Pictures stay out; everything else in the records gets transcribed exactly.

**** Task data ****

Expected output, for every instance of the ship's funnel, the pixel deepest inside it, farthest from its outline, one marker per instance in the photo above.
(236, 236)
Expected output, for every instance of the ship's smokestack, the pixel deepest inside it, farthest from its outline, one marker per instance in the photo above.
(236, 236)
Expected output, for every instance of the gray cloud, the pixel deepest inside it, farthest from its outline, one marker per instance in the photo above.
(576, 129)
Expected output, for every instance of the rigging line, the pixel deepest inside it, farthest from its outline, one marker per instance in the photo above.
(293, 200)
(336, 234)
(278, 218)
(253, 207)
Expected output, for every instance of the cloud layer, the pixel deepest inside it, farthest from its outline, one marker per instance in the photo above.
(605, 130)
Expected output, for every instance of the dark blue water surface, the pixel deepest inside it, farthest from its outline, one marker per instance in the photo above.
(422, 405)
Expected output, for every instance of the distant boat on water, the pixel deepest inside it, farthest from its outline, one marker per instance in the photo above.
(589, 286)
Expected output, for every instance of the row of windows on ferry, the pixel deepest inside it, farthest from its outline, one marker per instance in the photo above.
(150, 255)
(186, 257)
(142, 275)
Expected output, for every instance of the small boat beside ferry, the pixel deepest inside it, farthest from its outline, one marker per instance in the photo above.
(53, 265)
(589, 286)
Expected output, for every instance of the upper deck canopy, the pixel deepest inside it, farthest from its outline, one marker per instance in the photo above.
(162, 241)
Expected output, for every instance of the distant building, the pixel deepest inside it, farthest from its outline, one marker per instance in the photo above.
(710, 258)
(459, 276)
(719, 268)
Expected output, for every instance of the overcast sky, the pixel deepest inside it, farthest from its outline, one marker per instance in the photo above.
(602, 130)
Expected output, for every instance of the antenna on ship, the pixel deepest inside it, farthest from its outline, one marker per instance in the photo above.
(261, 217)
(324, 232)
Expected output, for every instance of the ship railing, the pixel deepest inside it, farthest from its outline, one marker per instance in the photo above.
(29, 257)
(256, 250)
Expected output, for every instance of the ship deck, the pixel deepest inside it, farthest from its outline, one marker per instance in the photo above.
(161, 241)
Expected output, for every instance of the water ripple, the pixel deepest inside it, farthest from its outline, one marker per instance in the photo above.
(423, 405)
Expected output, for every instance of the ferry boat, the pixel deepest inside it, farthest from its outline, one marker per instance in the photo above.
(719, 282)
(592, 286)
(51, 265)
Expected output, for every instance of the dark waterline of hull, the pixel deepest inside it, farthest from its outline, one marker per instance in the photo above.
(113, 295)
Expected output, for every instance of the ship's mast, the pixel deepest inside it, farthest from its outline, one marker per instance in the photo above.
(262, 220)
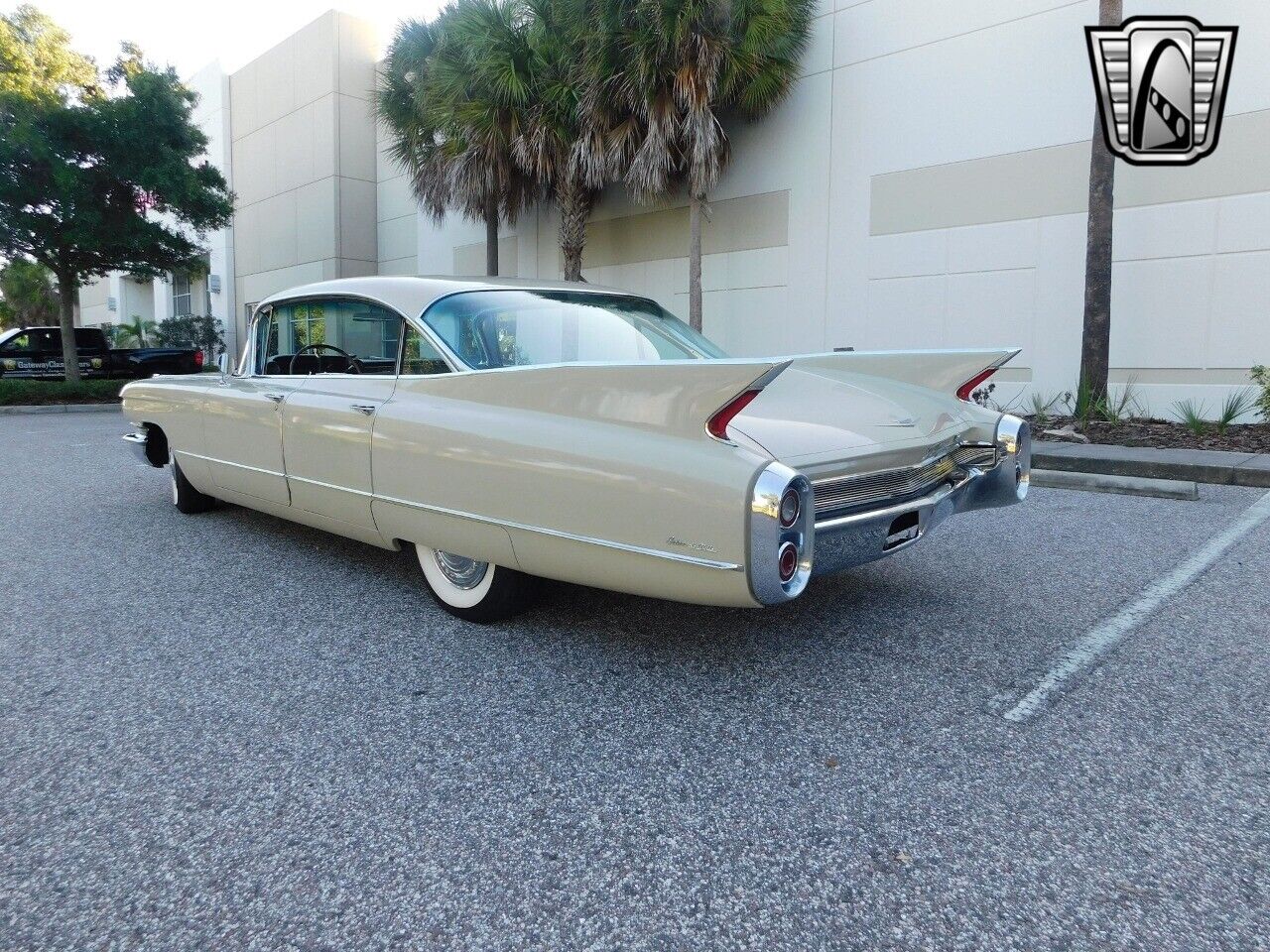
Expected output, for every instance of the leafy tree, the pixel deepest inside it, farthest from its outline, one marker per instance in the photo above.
(677, 68)
(36, 60)
(81, 169)
(1096, 331)
(135, 331)
(28, 295)
(451, 96)
(203, 331)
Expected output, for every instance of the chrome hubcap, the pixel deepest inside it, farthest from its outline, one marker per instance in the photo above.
(461, 572)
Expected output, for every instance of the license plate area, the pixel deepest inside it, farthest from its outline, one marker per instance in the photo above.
(906, 529)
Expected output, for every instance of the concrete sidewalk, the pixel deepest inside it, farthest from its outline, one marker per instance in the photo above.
(1197, 465)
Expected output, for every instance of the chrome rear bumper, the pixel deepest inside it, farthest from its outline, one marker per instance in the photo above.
(137, 440)
(856, 538)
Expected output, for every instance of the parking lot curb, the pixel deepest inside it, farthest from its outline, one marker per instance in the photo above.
(60, 409)
(1123, 485)
(1196, 465)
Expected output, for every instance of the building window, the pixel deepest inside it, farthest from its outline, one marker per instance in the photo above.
(182, 298)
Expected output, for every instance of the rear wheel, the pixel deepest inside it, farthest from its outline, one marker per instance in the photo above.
(472, 590)
(185, 497)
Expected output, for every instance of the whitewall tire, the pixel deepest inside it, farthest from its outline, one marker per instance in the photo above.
(474, 590)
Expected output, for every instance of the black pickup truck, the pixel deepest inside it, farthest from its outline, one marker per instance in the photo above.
(37, 352)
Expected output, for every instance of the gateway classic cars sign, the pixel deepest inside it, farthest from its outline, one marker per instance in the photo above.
(1161, 82)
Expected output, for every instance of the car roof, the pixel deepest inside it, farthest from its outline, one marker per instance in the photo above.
(412, 296)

****

[Completed task]
Expected output, for every instance of the ship's funnel, the pixel deepest inside it, farthest from its outline, one marker per instance in the photo above.
(236, 236)
Expected output, for every instance of the ship's smokestack, the pixel deepest inside it, farthest from its outline, one marker per instance in the photo above.
(236, 236)
Expected output, for every instance of the gray cloud, the pixel deepest inside it, farthest from its outline, one marker per instance in the photo above.
(576, 129)
Expected output, for every instance of the rigging line, the pixel deepest inside it, farthest from its outline, one marker per instance in the photo above.
(293, 200)
(336, 234)
(278, 218)
(253, 207)
Expected output, for every instance of the cloud layer, the pixel deepest inside it, farthest from its outline, one marker per instance in the photo above.
(605, 130)
Expected output, for every instance of the dark blue water surface, the pixel deepest inside it, farthest from its outline, one marker per instance in the photo above.
(422, 405)
Expected output, for every instance of the distant boat on water, the pixel deepest inside it, farthest from its outline, one marker per instance in the photo above.
(589, 286)
Expected output, for every instance of the row of windows on ferry, the pixel deepest inside it, farthest from its outline, one marker per instance in the photo above.
(150, 255)
(186, 257)
(142, 275)
Expected output, for every instance of the small boat beside ferry, the pixel deepest inside it, farthest from its outline, one marker per instance in the photo above.
(53, 265)
(589, 286)
Expected output, for every instance of the upper deck canopy, the pixel deepest inside it, farthest from its outline, one marker per instance in the photo above.
(162, 241)
Expected output, for every instance of the distant building, the pixel deepest inside it, farthest from its outline, one marker per instance in the photo above.
(710, 258)
(459, 276)
(719, 268)
Expected output, for every instance of the overcast sky, the pixel deepest inside it, farthest from its outline, one marker per instance in the photo above.
(602, 130)
Expected output, for every instance of the antenna on ship, the pixel deepest inside it, farthest from its outline, one marker per instance in the photo above.
(261, 217)
(324, 232)
Expected output, for every instance of the ship railing, the pixel deepest inside it, farthest from its outline, one marker per instance in the photo above.
(29, 257)
(256, 250)
Expected output, for every instance of the ship deck, the pixel deepest inside it, farthest from its outline, one marker per instance in the photo above.
(161, 241)
Expected output, for every instance of the water ripple, the pixel deepest inside it, farthest from its outline, one marker per instance in the photo above.
(423, 405)
Expected output, for every instance of the ferry boat, the pixel deepest inside it, farthest from its outline, one marker per instance in the photo above.
(719, 282)
(592, 286)
(51, 265)
Expected output, for every instance of the dark waterline of hull, the pixel deepest inside it, farthest from its outline, one marker per instance in the photo above.
(113, 295)
Expected output, for every instance of the ship's mast, the pixel deepest inside it, farthest from its outline, one marker per instance in the photo above.
(262, 220)
Expected output, for every instance of the leafy tree, the pixel deepest inside it, farthest from its outline, one marker per instance in the photo above.
(677, 68)
(36, 60)
(81, 169)
(1096, 331)
(135, 331)
(28, 295)
(451, 96)
(203, 331)
Expected output, for every instance of the chrome hubcap, the pixel deepest inside it, farthest from its outline, one marker per instance in the photo above.
(461, 572)
Expected output, for every instance of the license plate area, the pixel deepest inside it, farthest from its outline, one marker per instance in the photo above.
(906, 529)
Expected output, for every instance of the concrete sidewalk, the pixel deepest inside it, farthest from its outline, one marker per instance in the photo above.
(1197, 465)
Expected output, for every instance of the chrome rear bumper, the pixel deepest inside it, farthest from its outline, one marker per instance in the photo above.
(137, 440)
(856, 538)
Expected output, for every instance of the parking lot curb, the pixel deepest inside it, farthest from its outline, one marker per instance in the photo above.
(60, 409)
(1123, 485)
(1196, 465)
Expected output, for every instance of the building window, the pixel deepest inside it, farthest from its outline, one marker per instance in the photo above.
(182, 298)
Expected output, for every instance of the rear wheel, the pixel deepest inside it, farthest from its outline, one marker per instance in the photo above.
(472, 590)
(185, 497)
Expected output, for every instance of the whitewall tire, the pixel deepest inside it, farthest from its outline, one marker per instance in the photo above.
(474, 590)
Expected output, for every instance of the black pickup truck, the pixel deepest inside it, farthest from its outline, one marker per instance in the photo above.
(37, 352)
Expected output, for every instance of the gateway classic cars sign, the pixel deepest inside it, farthest from its outline, one marker per instance in the photo above.
(1161, 82)
Expected output, for every instance of the car roof, the pixel deepest inside it, farthest from its outline, one marker per instance in the photo above.
(412, 296)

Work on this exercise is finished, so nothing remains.